• [WHAT YOU SHOULD DO]
Output each entry exactly; skip nothing.

>> Start SUPPLIED ENTRIES

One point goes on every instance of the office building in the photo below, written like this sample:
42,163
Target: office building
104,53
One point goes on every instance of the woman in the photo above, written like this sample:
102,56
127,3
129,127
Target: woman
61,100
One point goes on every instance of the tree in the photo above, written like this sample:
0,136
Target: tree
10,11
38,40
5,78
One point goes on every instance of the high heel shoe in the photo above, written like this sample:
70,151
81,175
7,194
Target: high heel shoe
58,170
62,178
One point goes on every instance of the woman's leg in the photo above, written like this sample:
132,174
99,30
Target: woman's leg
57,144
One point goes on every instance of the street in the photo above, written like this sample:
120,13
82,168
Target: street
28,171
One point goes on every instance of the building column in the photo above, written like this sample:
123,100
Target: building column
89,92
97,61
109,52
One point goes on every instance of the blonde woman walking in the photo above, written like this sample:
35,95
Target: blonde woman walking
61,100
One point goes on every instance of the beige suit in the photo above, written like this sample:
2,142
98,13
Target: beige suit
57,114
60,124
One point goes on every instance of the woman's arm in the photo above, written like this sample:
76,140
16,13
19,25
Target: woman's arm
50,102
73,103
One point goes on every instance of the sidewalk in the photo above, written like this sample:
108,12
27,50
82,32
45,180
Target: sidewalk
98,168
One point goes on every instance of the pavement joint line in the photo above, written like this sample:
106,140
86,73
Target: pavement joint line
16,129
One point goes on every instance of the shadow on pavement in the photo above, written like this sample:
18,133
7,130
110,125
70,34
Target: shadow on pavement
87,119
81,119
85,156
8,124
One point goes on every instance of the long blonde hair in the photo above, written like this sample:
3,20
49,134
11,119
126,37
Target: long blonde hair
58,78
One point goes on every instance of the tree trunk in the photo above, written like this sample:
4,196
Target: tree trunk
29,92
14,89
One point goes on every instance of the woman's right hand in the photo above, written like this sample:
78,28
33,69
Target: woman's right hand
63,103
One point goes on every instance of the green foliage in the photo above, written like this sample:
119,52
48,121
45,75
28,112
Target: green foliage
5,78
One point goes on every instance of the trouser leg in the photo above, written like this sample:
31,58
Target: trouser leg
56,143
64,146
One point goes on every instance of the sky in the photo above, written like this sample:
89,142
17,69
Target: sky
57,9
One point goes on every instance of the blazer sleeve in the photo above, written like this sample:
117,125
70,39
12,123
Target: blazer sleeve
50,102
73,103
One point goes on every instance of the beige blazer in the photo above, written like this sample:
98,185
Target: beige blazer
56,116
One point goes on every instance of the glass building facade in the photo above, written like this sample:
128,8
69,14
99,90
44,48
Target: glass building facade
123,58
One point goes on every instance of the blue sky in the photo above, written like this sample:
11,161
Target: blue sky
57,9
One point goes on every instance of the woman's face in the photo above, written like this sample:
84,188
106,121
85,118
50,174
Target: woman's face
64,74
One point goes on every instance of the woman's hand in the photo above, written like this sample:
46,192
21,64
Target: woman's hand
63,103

>> End SUPPLIED ENTRIES

• [TASK RESULT]
One point goes on every instance of the office building in the photo below, written like this sample:
42,163
Target: office building
104,53
One point goes on every instance of the woman in the photo above, written like this sample:
102,56
127,3
129,127
Target: woman
61,100
One point goes on every instance of the tree in the photo above, written like this sample:
0,136
Target: tree
10,11
38,40
5,78
One point goes on every instance of the high heel shoe in the photo above, written like this sample:
70,151
81,175
7,194
Target: high heel shoe
58,170
62,178
One point goes on every instance of the woman's leg in the photo above, written like this sample:
132,174
99,30
Target: woman's leg
57,144
One point goes on every instance of the street in the photo above, written like this sample:
120,13
82,168
Target: street
28,171
One point goes on every instance of the building column in the photo above, written like this sample:
123,100
Target: building column
89,92
97,61
109,52
One point goes on every instance of the blonde woman walking in the photo above, written like this sample:
35,95
Target: blonde woman walking
61,100
One point goes on every instance of the beige suit in the photo above, written like this sample:
2,142
98,13
Target: beige suit
57,114
60,124
One point goes on every instance of the woman's arm in the photo above, written like this sample:
76,140
16,13
19,25
Target: woman's arm
50,102
73,103
One point goes on every instance of the sidewalk in the photo above, written like this sample:
108,12
27,50
82,32
45,180
Target: sidewalk
98,168
One point goes on every instance of the pavement joint line in the photo above, written like this sample:
106,140
86,73
Target: pavement joint line
16,129
One point goes on every instance of the shadow on pavement in the photo above, written like this sample:
18,133
7,130
110,125
70,34
Target: shadow on pavement
87,119
81,119
85,156
8,124
One point goes on every instance of the long blonde hair in the photo above, written like this sample:
3,20
49,134
11,119
126,37
Target: long blonde hair
58,78
One point goes on every instance of the tree trunk in the photo above, written like this sample:
4,196
Target: tree trunk
29,92
14,89
One point goes on every instance of the woman's right hand in the photo above, written like this sample:
78,28
33,69
Target: woman's right hand
63,103
One point goes on every instance of the green foliage in the photo above, written like this sample:
119,52
48,121
45,75
28,112
Target: green foliage
5,78
One point goes on every instance of the trouser leg in the photo above, written like this sample:
31,58
Target: trouser leg
56,143
64,146
One point goes on every instance of the sky in the photo above, written like this sample:
89,142
17,69
Target: sky
57,9
One point goes on every instance of the blazer sleeve in the photo above, written like this sample:
117,125
70,39
12,123
Target: blazer sleeve
50,102
73,103
One point goes on every instance of the beige blazer in the photo above, written like this sample:
98,185
Target: beige blazer
56,116
One point goes on every instance of the glass building facade in the photo above, written like this sample:
128,8
69,14
99,90
44,48
Target: glass building facade
123,58
One point goes on every instance of the blue sky in the photo above, written like this sample:
11,161
Target: blue sky
57,9
One point goes on every instance of the woman's face in the photo above, written like this sample:
84,188
106,121
85,118
50,174
Target: woman's face
64,74
One point goes on every instance of the woman's hand in the photo above, written like this sample:
46,192
21,64
Target: woman's hand
63,103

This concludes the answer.